## Brief
Go through the data below and pull out every line that contains the word "plastic". Copy each of those lines and leave out the rest.

## Supplied information
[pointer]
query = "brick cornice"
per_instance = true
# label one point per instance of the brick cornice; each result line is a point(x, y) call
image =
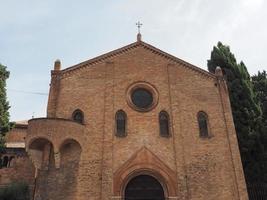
point(103, 58)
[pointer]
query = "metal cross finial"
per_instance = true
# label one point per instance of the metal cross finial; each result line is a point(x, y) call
point(138, 24)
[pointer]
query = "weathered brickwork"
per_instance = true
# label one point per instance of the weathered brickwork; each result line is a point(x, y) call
point(19, 167)
point(87, 161)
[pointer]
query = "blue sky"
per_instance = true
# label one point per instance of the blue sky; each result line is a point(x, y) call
point(34, 33)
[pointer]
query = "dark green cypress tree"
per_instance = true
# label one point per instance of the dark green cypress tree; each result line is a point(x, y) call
point(260, 86)
point(245, 108)
point(4, 106)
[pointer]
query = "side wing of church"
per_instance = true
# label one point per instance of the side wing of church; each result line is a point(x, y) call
point(136, 123)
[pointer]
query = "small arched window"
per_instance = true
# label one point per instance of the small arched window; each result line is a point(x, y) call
point(164, 124)
point(202, 118)
point(121, 119)
point(5, 161)
point(77, 116)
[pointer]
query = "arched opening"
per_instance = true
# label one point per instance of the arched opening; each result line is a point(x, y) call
point(202, 118)
point(42, 153)
point(144, 187)
point(78, 116)
point(164, 124)
point(70, 153)
point(5, 161)
point(121, 120)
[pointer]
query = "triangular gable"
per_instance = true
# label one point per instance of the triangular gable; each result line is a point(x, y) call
point(129, 47)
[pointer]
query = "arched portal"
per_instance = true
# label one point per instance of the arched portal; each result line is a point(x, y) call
point(144, 187)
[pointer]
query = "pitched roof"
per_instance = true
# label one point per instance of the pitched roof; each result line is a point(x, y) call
point(129, 47)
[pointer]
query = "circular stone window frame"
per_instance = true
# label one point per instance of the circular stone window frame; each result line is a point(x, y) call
point(142, 85)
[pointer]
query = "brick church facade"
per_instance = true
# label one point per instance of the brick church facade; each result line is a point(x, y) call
point(135, 123)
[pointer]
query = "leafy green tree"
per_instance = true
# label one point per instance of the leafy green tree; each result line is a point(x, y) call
point(4, 106)
point(245, 108)
point(15, 191)
point(260, 86)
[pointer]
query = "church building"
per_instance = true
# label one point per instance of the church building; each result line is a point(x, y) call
point(135, 124)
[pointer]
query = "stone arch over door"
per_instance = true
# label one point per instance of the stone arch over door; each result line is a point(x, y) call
point(146, 185)
point(152, 166)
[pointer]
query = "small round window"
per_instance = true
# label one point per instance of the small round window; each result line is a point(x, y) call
point(142, 98)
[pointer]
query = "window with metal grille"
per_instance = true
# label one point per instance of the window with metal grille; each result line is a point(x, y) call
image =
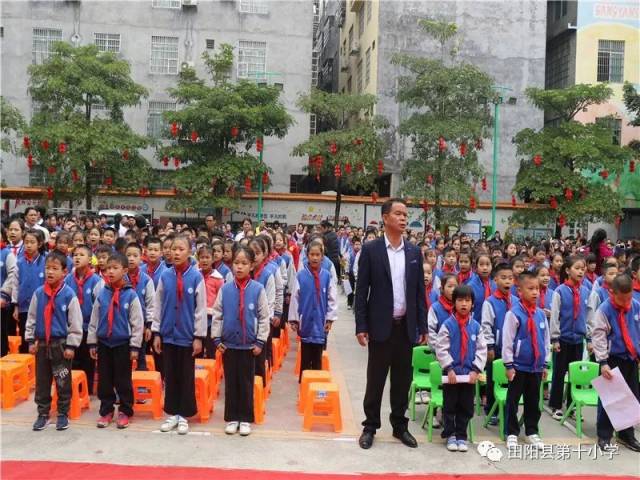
point(252, 60)
point(107, 42)
point(164, 55)
point(610, 61)
point(156, 123)
point(615, 125)
point(253, 6)
point(43, 40)
point(166, 3)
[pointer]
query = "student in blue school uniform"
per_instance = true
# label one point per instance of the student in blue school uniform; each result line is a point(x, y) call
point(525, 352)
point(460, 350)
point(179, 326)
point(240, 328)
point(568, 324)
point(616, 344)
point(29, 276)
point(86, 285)
point(313, 308)
point(114, 338)
point(53, 331)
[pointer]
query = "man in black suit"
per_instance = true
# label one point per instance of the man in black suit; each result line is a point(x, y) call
point(391, 317)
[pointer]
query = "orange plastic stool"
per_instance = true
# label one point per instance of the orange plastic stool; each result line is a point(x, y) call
point(204, 396)
point(152, 382)
point(326, 363)
point(79, 394)
point(14, 382)
point(26, 358)
point(14, 344)
point(309, 377)
point(209, 364)
point(326, 398)
point(259, 407)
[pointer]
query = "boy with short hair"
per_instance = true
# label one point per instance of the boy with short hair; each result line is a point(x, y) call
point(525, 350)
point(616, 343)
point(114, 338)
point(53, 331)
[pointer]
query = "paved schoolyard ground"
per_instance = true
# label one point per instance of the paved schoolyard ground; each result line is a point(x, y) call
point(281, 445)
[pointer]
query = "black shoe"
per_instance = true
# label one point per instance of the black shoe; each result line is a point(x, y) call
point(366, 440)
point(62, 423)
point(41, 423)
point(406, 438)
point(630, 442)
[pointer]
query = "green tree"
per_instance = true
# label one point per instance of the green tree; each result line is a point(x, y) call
point(216, 134)
point(449, 104)
point(351, 145)
point(567, 167)
point(81, 150)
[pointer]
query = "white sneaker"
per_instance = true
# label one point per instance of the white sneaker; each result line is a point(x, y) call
point(535, 441)
point(183, 426)
point(512, 442)
point(245, 429)
point(169, 424)
point(231, 428)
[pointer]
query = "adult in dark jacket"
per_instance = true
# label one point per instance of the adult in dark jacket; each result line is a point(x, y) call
point(391, 317)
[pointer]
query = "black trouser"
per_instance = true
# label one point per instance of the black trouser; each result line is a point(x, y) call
point(489, 384)
point(83, 361)
point(457, 409)
point(114, 376)
point(22, 323)
point(310, 357)
point(526, 384)
point(179, 380)
point(568, 353)
point(239, 371)
point(393, 354)
point(629, 371)
point(51, 365)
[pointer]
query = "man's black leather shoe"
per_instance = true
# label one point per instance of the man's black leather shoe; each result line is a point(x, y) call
point(366, 440)
point(406, 438)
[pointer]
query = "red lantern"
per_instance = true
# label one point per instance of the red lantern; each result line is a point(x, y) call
point(537, 160)
point(568, 194)
point(442, 145)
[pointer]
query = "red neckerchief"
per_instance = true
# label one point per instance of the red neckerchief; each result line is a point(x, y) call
point(464, 335)
point(134, 277)
point(505, 297)
point(624, 328)
point(316, 280)
point(50, 307)
point(115, 303)
point(575, 290)
point(531, 328)
point(242, 286)
point(80, 284)
point(463, 277)
point(446, 303)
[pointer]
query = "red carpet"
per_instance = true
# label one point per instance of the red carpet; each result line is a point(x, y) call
point(19, 470)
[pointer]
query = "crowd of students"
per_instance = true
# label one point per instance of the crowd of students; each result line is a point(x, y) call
point(103, 296)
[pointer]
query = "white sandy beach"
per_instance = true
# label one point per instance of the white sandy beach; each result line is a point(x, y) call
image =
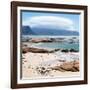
point(31, 61)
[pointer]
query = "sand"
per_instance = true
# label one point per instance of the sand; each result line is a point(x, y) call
point(32, 63)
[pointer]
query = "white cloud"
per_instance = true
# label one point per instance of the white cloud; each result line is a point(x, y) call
point(50, 22)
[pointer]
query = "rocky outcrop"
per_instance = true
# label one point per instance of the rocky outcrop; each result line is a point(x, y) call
point(72, 66)
point(41, 40)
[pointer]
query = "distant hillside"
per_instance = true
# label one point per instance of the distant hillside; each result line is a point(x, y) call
point(26, 30)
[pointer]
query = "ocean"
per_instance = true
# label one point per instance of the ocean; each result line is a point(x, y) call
point(69, 42)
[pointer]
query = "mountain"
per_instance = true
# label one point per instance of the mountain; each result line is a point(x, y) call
point(26, 30)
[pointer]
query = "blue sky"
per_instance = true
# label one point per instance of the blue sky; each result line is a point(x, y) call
point(58, 19)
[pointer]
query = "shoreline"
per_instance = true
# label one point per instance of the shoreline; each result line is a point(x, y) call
point(40, 65)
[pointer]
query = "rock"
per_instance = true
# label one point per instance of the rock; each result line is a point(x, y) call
point(65, 50)
point(72, 66)
point(37, 50)
point(73, 50)
point(41, 40)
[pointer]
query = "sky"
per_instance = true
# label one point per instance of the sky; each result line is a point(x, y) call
point(66, 21)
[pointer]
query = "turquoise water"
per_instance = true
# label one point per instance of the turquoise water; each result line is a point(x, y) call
point(55, 45)
point(58, 45)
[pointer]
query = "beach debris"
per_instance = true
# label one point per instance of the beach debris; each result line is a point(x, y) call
point(43, 70)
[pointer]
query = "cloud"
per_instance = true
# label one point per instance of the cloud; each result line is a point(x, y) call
point(50, 22)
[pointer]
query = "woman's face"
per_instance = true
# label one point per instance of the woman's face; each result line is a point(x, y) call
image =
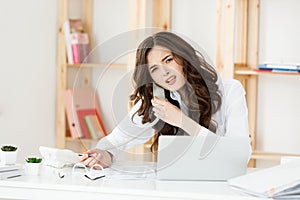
point(164, 70)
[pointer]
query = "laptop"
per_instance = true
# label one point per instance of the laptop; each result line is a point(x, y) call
point(201, 157)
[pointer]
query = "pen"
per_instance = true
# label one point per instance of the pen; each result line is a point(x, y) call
point(80, 154)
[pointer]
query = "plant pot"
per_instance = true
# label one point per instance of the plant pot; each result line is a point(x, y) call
point(32, 169)
point(8, 157)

## Solution to the problem
query = "orange plastic stool"
# label one point per instance of the orange plastic stool; each result line is a point(x, y) call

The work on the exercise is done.